*Written instruction A*:
In the autumn blog post, what kind of cat lies atop a pier up the street?
*Written instruction B*:
In the autumn blog post, rewrite the stretch from "Wednesday, October 5, 2011" through "progress in itself.", changing "newspaper" to "daily".
*Written instruction C*:
Carry on the autumn blog post from its final sentence.

*Selected passage*:

══════

Showing posts with label Autumn. Show all posts
Showing posts with label Autumn. Show all posts

Wednesday, October 5, 2011

The Turning


We’ve had the warmest autumn here in 20 years. So says the Salzburger Nachrichten, the local newspaper. I can’t read German well enough to get all the details, impatient as I am, but I can work out the headlines and essentials in the first few lines, which now show up on my Google news feed. Which is progress in itself.

However, I didn’t need the paper to tell me about the weather. Here on Katzenstraße, we’ve been celebrating the glorious, warm fall days for over two weeks now. The sky has been luxuriantly blue, the green wood to our side gently, only gradually, bronzing, and temperatures in the 20s from mid-morning to late afternoon.

A week ago we had visitors from Los Angeles. We took them to Rupertikirtag, Salzburg’s week-long fall festival in honour of its patron, and to Hangar 7, the museum housing the personal collection of cars, motorbikes and airplanes owned by the entrepreneur behind Red Bull energy drink. On both days, we basked in sunshine that was hot but lacking summer’s sting. We breakfasted here on the veranda, sun warming our bare feet and slanting into our eyes.

The cats of Katzenstraße are enjoying  the sunshine too. Up the street, the fat pink Persian, lazy and incurious, lies atop a pier, from which she stares at me as I pass on my bicycle. Lisa, the street’s young princess, deprived of her chaise lounge by an inconsiderate human, dozes under a tomato bush. Jimmy, at 19 years the old man of the street, prefers the hood of a car, its metal and glass surfaces intensifying the heat.

Below my window, in the garden at the edge of the wood, quinces shine gold-green. We took advantage of Sunday afternoon’s heat—dressed in shorts and sleeveless shirts—to harvest some of the sweet-sour fruits. Himself will take them to a work colleague who, with his wife, will make jelly or wine or somehow use them. As it was, we plucked less than half; many more remain high in the tree, unreachable from our unsteady ladder. I see the lithe body of a squirrel as it climbs, undulating, through the green-clad limbs, taking advantage of our profligacy to fatten himself for the winter. A russet apple hangs from a branch of an old tree, far, far above our reach, more bounty for the squirrel.

The blackbirds too are feasting on fruit we’ve neglected. They rustle invisibly in the grapevines that droop from the trellis at the back of the house, flitting in among the leaves to feed on the not-quite-sweet hanging grapes. Lying awake in morning’s half light, I hear them through the open window, their song just about to begin. When I bring my laden laundry basket to the nearby clothesline, they murmur with alarm at my proximity, then flutter away.

But the wash I’ve hung out this morning may be the year’s last. Even through these clear warm days, the nights have already begun to chill. The wind, when it blows, brings a shower of leaves as thick as snow. Small yellow, white and black tits explore the interstices between the roof and the rain gutters, looking for secure dry spaces. From nearly every eave hang webs, thick with spiders’ late harvest.

We have turned a corner, as Himself remarked this morning. Last night I watched from the window as the day faded. Milky pink light washed the sky above the blue silhouette of Gaisberg, one of Salzburg’s peaks. Its landscape was lost behind a veil of mist. Today the sky has faded; the light is silvered. The laundry on the line hangs limp and still. The sharp-edged shadows of yesterday have disappeared; light washes the walls inconsistently.

══════

*Entries*:
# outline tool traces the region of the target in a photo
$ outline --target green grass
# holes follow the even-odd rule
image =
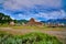
[[[0,32],[0,44],[62,44],[55,36],[44,33],[28,33],[25,35],[12,35]]]
[[[66,28],[47,28],[47,26],[26,26],[26,25],[20,25],[20,26],[18,26],[18,25],[13,25],[13,26],[11,26],[11,25],[8,25],[8,24],[3,24],[3,25],[0,25],[0,28],[12,28],[12,29],[14,29],[14,30],[24,30],[24,29],[29,29],[29,30],[46,30],[46,31],[65,31],[66,30]]]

══════

*Exercise result A*:
A fat pink Persian.

*Exercise result B*:
Wednesday, October 5, 2011

The Turning


We’ve had the warmest autumn here in 20 years. So says the Salzburger Nachrichten, the local daily. I can’t read German well enough to get all the details, impatient as I am, but I can work out the headlines and essentials in the first few lines, which now show up on my Google news feed. Which is progress in itself.

*Exercise result C*:
I awoke this morning just before six to a black sky scattered with a few clear stars. It was past seven before I saw the rose-pink light fill the scooped-out silhouette of the mountains on the horizon. An hour later, I caught sight of a single swan on the fishing pond across the way, its reflection glinting startlingly white in brown surface. Even its brightness seemed to emphasise the change. When I first saw the pond, two swans swam in murky waters between the thawing winter ice. The swans do not sail its waters in summer. 

I've given up the idea mowing the grass now. There’s little point. They tell us rain and dramatically lower temperatures are coming in two days’ time. And after that, what? Will we get an early snow or more bright clear days?

I can’t say, but I feel the time slipping away.

Monday, November 8, 2010

Katzenstrasse Autumn

Autumn has brought beauty and melancholy to Katzenstrasse. The wood at the end of the street is a tangle of brown trunks.  Through them, I can see the bronze litter of beech leaves carpeting the ground. Just in front of them, the leaves of the quince tree still shine bright yellow. A sweet gum tree blazes crimson and copper next to a slate grey roof. Beyond the bare trees, beyond the field to the south, the bulk of Untersberg, hidden all summer by a dense fence of towering trees, now can be seen blue on the horizon.

I’ve been turning over in my mind why these scenes are so moving. There is in the contrast of the bright warm colours laid against a background of neutral browns and cool blues and greys an emotional charge, like the striking of a minor chord, that moves in a particular way. Seen by the weak light of short days, the charge is potent.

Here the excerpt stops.